REQUIRED TASK A:
Copy the Georgia State Route 6 article from "State highway in" to "Atlanta International Airport.", swapping "Thornton Road" for "Thornton Boulevard".
REQUIRED TASK B:
Write the next part of the Georgia State Route 6 article, picking up right after its last sentence.

DOCUMENT SEGMENT:

■ ■ ■

- Georgia State Route 6 highlighted in red

Route information
- Maintained by GDOT
- Length: 72.1 mi (116.0 km)

Major junctions
- West end: US 278 / SR 74 at the Alabama state line, northwest of Esom Hill
- US 27 / SR 1 / SR 100 in Cedartown; SR 92 in Hiram; US 78 / US 278 / SR 5 / SR 8 in Lithia Springs; I-20 in Lithia Springs; SR 154 / SR 166 west of Atlanta; I-285 in East Point; US 29 / SR 14 / SR 139 in College Park;
- East end: I-85 west of Atlanta Airport

Location
- Country: United States
- State: Georgia
- Counties: Polk, Paulding, Cobb, Douglas, Fulton, Clayton

Highway system
- Georgia State Highway System; Interstate; US; State; Special;
| ← SR 5 |  | → SR 7 |

= Georgia State Route 6 =

State highway in west-central Georgia

State Route 6 (SR 6) is a 72.1 mi state highway that travels northwest-to-southeast in the U.S. state of Georgia. It is known as Jimmy Lee Smith Parkway, Jimmy Campbell Parkway, Nathan Dean Parkway, and Wendy Bagwell Parkway in Paulding County; C.H. James Parkway in Cobb County; Thornton Road in Douglas County; and Camp Creek Parkway and honorarily as Tuskegee Airmen Parkway in Fulton and Clayton counties. It begins at the Alabama state line, where it is concurrent with US 278. Here, US 278 enters Alabama, concurrent with the unsigned state highway SR 74. Its eastern terminus is at an interchange with Interstate 85 (I-85) west of Hartsfield–Jackson Atlanta International Airport.

==Route description==

SR 6 starts at the Alabama state line, southwest of Cedartown, and northwest of Esom Hill in Polk County, and initially heads east to Cedartown, concurrent with US 278 from its western terminus. Skirting Cedartown around the south, the highway continues east to Rockmart, where it turns sharply to the south and then southeast into Paulding County and Dallas. Bypassing Dallas to the south, SR 6 continues traveling to the southeast and travels through the southwestern corner of Cobb County, through Powder Springs, to Austell in Douglas County.

■ ■ ■

DATA SEGMENT:
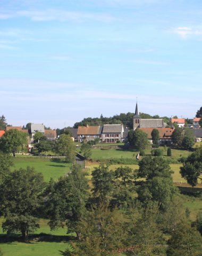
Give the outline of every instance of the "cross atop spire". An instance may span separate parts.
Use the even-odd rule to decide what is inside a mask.
[[[137,102],[136,102],[136,112],[134,113],[134,117],[136,118],[140,118],[140,116],[139,115],[139,113],[138,113],[137,97]]]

■ ■ ■

RIGHT ANSWER A:
State highway in west-central Georgia

State Route 6 (SR 6) is a 72.1 mi state highway that travels northwest-to-southeast in the U.S. state of Georgia. It is known as Jimmy Lee Smith Parkway, Jimmy Campbell Parkway, Nathan Dean Parkway, and Wendy Bagwell Parkway in Paulding County; C.H. James Parkway in Cobb County; Thornton Boulevard in Douglas County; and Camp Creek Parkway and honorarily as Tuskegee Airmen Parkway in Fulton and Clayton counties. It begins at the Alabama state line, where it is concurrent with US 278. Here, US 278 enters Alabama, concurrent with the unsigned state highway SR 74. Its eastern terminus is at an interchange with Interstate 85 (I-85) west of Hartsfield–Jackson Atlanta International Airport.

RIGHT ANSWER B:
In Lithia Springs, the highway approaches the intersection with US 78/SR 5/SR 8, where US 278 turns left and joins a concurrency with US 78 as far east as Druid Hills, while SR 6 continues southeast where it has an intersection with Maxham Drive, a local boulevard spanning from the Westfork Shopping Center through SR 5, and later crosses over I-20, where it has a partial cloverleaf and half-diamond interchange. Forming the county line between Cobb and Douglas counties, the highway continues traveling to the southeast, and crosses the Chattahoochee River into Fulton County. Curving to the east, the highway crosses I-285 and reaches its eastern terminus at the western edge of Hartsfield–Jackson Atlanta International Airport in College Park.

The entire length of SR 6 is part of the National Highway System, a system of routes determined to be the most important for the nation's economy, mobility, and defense.

==History==
SR 6 was established at least as early as 1919 from SR 1 in Cedartown east-southeast through Dallas to SR 8 in Austell. By the end of September 1921, it was extended westward to the Alabama state line. By October 1926, US 78 was designated on SR 8 at SR 6's eastern terminus. About 20 years later, between the beginning of 1945 and November 1946, the entire segment from Alabama to Austell was hard surfaced. Between June 1954 and June 1955, US 278 was designated on the entire original segment. Between June 1963 and the end of 1965, SR 6 was extended south-southwest on US 78/SR 8 to a point south-southwest of Austell and then on a sole path southeast to I-20; this entire extension was hard surfaced. At this time, Camp Creek Parkway was established from Welcome All Road west-southwest of College Park to US 29/SR 14 in the city. Between the beginning of 1963 and the beginning of 1969, a northern bypass of the main part of Rockmart was built from US 278/SR 6 west-northwest of the city to SR 113 in the northwestern part of the city. By the beginning of 1974, an eastern bypass of the main part of Rockmart was proposed from US 278/SR 6/SR 100 southeast of Van Wert north-northwest and north to SR 113 in the northwest part of Rockmart. In 1976, SR 139 was rerouted westward just west of the Atlanta Airport, onto the path of US 29/SR 14. Due to this, Camp Creek Parkway was extended eastward to I-85. Between the beginning of 1979 and March 1980, Camp Creek Parkway was extended westward to Old Fairburn Road and northwest to Butner Road. Between the beginning of 1979 and the beginning of 1982, SR 6's path in Cedartown was shifted westward one block, replacing the entire length of SR 6 Loop. In 1983, a western bypass of Powder Springs, Clarkdale, and Austell, designated as SR 726, was proposed from an unnumbered road south-southwest of Powder Springs to US 78/SR 5/SR 8 southwest of Austell.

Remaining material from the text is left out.